Rows from a dataset
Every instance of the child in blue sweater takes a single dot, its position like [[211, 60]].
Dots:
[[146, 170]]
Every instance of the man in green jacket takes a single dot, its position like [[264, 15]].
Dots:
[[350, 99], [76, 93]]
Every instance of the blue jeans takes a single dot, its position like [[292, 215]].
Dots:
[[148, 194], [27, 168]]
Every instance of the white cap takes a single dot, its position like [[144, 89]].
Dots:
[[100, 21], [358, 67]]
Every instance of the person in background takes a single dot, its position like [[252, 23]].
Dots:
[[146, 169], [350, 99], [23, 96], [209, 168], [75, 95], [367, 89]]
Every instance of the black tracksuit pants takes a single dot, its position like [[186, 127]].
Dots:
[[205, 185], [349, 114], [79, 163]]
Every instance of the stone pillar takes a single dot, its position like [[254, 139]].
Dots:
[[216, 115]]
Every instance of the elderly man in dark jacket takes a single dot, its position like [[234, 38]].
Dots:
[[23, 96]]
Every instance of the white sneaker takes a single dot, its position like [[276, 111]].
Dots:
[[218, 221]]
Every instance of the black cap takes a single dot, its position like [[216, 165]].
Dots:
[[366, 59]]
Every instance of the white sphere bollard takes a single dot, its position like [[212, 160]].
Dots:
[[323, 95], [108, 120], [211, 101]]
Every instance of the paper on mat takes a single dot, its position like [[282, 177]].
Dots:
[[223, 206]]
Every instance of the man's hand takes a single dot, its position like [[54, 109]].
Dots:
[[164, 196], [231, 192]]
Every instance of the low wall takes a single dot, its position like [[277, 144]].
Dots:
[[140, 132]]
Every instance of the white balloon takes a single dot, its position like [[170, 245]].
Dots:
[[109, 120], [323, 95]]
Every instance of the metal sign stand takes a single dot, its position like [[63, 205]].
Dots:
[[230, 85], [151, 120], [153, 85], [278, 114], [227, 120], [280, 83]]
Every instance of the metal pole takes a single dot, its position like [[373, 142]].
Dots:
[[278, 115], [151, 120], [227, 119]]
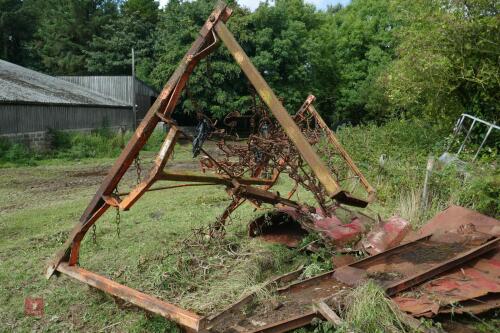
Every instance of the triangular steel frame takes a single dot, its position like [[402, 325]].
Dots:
[[214, 30]]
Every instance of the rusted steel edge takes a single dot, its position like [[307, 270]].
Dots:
[[164, 104], [289, 126], [216, 318], [288, 324], [441, 268], [345, 155], [169, 311], [216, 179], [164, 154]]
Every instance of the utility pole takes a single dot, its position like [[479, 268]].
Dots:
[[134, 110]]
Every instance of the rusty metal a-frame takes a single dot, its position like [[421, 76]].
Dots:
[[213, 31]]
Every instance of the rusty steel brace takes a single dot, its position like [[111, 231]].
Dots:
[[214, 30]]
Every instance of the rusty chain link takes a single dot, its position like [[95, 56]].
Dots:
[[138, 169]]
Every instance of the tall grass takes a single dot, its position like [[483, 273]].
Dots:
[[72, 146], [369, 310]]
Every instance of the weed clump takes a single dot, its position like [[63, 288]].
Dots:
[[369, 310]]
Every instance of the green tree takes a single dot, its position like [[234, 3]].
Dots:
[[17, 25], [449, 59], [356, 45], [110, 51], [275, 37], [65, 30]]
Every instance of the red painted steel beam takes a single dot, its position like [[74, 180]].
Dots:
[[278, 110], [169, 311], [164, 105]]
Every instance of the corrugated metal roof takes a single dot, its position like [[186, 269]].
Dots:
[[20, 84], [118, 87]]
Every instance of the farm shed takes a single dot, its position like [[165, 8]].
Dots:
[[32, 102], [119, 88]]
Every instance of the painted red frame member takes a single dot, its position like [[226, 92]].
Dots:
[[213, 31]]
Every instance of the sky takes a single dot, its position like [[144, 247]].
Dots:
[[252, 4]]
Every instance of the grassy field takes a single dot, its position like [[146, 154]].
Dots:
[[159, 250]]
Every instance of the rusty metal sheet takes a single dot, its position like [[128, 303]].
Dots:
[[288, 226], [455, 216], [463, 286], [293, 308], [472, 287], [386, 235], [413, 263]]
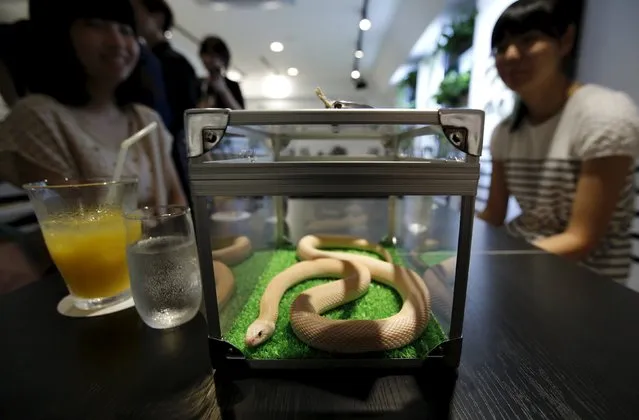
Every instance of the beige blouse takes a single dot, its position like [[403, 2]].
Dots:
[[43, 139]]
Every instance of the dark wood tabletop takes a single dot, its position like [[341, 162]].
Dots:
[[543, 339]]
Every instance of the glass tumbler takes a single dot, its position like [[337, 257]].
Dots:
[[163, 265], [83, 228]]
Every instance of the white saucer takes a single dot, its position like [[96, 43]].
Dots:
[[230, 216], [66, 308]]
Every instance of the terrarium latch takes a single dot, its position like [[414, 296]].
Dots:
[[204, 129], [463, 129]]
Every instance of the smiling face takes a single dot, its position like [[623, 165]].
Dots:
[[108, 50], [528, 61]]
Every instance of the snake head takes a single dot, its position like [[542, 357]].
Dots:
[[258, 332]]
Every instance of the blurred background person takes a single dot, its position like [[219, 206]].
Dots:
[[567, 153], [218, 91], [86, 103], [154, 21]]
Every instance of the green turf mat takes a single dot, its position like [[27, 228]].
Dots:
[[380, 301]]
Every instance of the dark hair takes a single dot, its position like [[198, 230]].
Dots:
[[160, 6], [63, 77], [550, 17], [215, 45]]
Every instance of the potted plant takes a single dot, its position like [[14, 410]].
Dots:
[[453, 91], [459, 36]]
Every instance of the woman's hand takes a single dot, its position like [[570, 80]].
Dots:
[[497, 205]]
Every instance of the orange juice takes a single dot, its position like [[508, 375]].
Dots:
[[90, 252]]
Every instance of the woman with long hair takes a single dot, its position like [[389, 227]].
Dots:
[[85, 101], [567, 153]]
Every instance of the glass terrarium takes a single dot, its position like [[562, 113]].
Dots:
[[329, 238]]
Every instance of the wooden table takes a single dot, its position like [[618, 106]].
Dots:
[[543, 339]]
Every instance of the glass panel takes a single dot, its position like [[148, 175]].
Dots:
[[256, 245], [334, 142]]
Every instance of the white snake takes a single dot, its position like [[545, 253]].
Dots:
[[228, 251], [355, 273]]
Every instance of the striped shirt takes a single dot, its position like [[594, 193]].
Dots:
[[543, 163]]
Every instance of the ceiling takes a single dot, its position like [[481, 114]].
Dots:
[[319, 39]]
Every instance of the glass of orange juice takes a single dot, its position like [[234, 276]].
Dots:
[[83, 227]]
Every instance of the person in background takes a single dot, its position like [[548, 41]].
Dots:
[[86, 103], [15, 51], [217, 91], [567, 153], [154, 21], [19, 65]]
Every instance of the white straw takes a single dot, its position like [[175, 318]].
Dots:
[[124, 148]]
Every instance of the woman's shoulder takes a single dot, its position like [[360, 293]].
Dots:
[[146, 114], [37, 103], [594, 103], [35, 112]]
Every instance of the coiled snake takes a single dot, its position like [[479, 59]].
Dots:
[[355, 273]]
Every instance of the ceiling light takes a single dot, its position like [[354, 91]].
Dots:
[[365, 24], [277, 47], [220, 7], [234, 75], [276, 86], [271, 5]]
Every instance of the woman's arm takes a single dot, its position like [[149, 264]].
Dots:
[[32, 147], [497, 205], [600, 183]]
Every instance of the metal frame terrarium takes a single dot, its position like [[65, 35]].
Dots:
[[380, 177]]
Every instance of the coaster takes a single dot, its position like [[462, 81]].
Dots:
[[230, 216], [66, 308]]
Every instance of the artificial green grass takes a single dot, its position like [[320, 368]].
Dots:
[[253, 275]]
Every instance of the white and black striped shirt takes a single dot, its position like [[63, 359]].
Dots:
[[543, 163]]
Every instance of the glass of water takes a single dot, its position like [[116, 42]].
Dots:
[[163, 265]]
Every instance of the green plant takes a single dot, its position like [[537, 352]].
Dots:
[[459, 36], [453, 90], [410, 80]]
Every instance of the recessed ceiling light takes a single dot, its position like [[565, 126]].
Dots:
[[276, 86], [220, 7], [271, 5], [277, 46], [365, 24], [234, 75]]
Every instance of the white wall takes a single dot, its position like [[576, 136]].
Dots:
[[608, 53], [609, 57]]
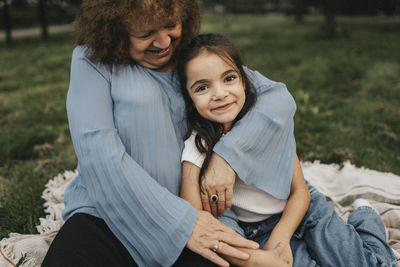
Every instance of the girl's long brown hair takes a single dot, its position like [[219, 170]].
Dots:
[[209, 132]]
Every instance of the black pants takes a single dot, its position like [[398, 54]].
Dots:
[[86, 240]]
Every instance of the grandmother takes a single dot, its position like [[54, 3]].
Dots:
[[126, 117]]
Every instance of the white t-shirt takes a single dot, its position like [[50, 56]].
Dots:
[[249, 203]]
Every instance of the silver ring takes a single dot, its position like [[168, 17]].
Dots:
[[215, 247]]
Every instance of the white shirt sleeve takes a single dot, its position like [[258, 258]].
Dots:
[[191, 153]]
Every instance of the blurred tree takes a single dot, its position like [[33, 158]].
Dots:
[[329, 11], [7, 21], [43, 19]]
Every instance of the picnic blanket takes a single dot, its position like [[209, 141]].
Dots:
[[340, 184]]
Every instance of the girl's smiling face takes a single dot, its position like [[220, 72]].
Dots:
[[216, 88]]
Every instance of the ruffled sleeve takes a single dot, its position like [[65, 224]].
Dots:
[[261, 146], [152, 223]]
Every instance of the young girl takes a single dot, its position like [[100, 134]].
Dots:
[[218, 92]]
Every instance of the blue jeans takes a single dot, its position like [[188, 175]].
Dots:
[[324, 239]]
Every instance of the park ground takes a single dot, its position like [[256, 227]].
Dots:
[[346, 87]]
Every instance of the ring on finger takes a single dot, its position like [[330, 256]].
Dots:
[[215, 247], [214, 198]]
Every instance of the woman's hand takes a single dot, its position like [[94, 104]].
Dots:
[[218, 179], [210, 237]]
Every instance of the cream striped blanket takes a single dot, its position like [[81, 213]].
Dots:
[[341, 185]]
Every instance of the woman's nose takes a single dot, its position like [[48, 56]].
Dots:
[[220, 92], [162, 40]]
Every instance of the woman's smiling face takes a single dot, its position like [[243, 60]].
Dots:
[[154, 45], [216, 88]]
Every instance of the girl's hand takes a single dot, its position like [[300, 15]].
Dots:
[[218, 179], [210, 237]]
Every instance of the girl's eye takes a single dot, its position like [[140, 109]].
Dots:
[[171, 26], [230, 78], [201, 88], [145, 36]]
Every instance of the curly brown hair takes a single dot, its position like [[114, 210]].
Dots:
[[104, 25]]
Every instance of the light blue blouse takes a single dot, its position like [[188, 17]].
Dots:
[[127, 126]]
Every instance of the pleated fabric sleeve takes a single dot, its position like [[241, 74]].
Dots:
[[151, 221], [261, 146]]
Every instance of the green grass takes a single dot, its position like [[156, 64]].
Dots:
[[346, 88]]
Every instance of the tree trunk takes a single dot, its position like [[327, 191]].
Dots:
[[299, 10], [43, 18], [329, 10], [7, 22]]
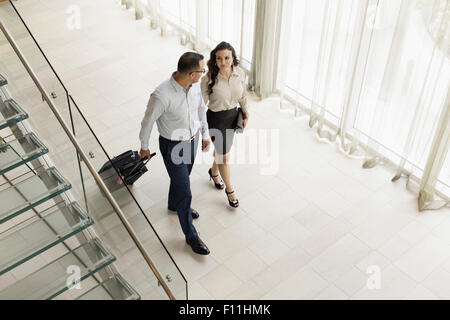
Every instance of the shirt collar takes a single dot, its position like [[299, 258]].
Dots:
[[234, 73]]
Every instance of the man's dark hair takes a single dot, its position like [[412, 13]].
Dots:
[[189, 61]]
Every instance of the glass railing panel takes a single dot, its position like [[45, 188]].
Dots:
[[51, 280], [109, 227], [115, 288], [31, 192], [10, 113], [33, 237], [19, 151]]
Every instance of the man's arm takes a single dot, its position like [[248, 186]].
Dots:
[[155, 109], [202, 115]]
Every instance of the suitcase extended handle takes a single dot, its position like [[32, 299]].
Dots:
[[139, 162]]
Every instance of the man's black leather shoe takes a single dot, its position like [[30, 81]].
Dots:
[[198, 246], [195, 214]]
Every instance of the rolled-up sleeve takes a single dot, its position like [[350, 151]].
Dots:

* [The request]
Update the items starting with the line that contains "Every instance of the glass tumbler" and going on through the line that contains "[[204, 129], [463, 129]]", changing "white saucer" to "white plate" and keeping everything else the same. Give back only those lines.

* [Worked answer]
Every instance of the glass tumbler takes a single dot, its position like [[337, 257]].
Dots:
[[163, 265], [83, 228]]
Every instance of the white plate takes a single dot, its position like [[96, 43]].
Dots:
[[230, 216], [66, 308]]
Every instance of the terrarium latch takes a single dot, its position like [[414, 296]].
Dots:
[[204, 129], [463, 129]]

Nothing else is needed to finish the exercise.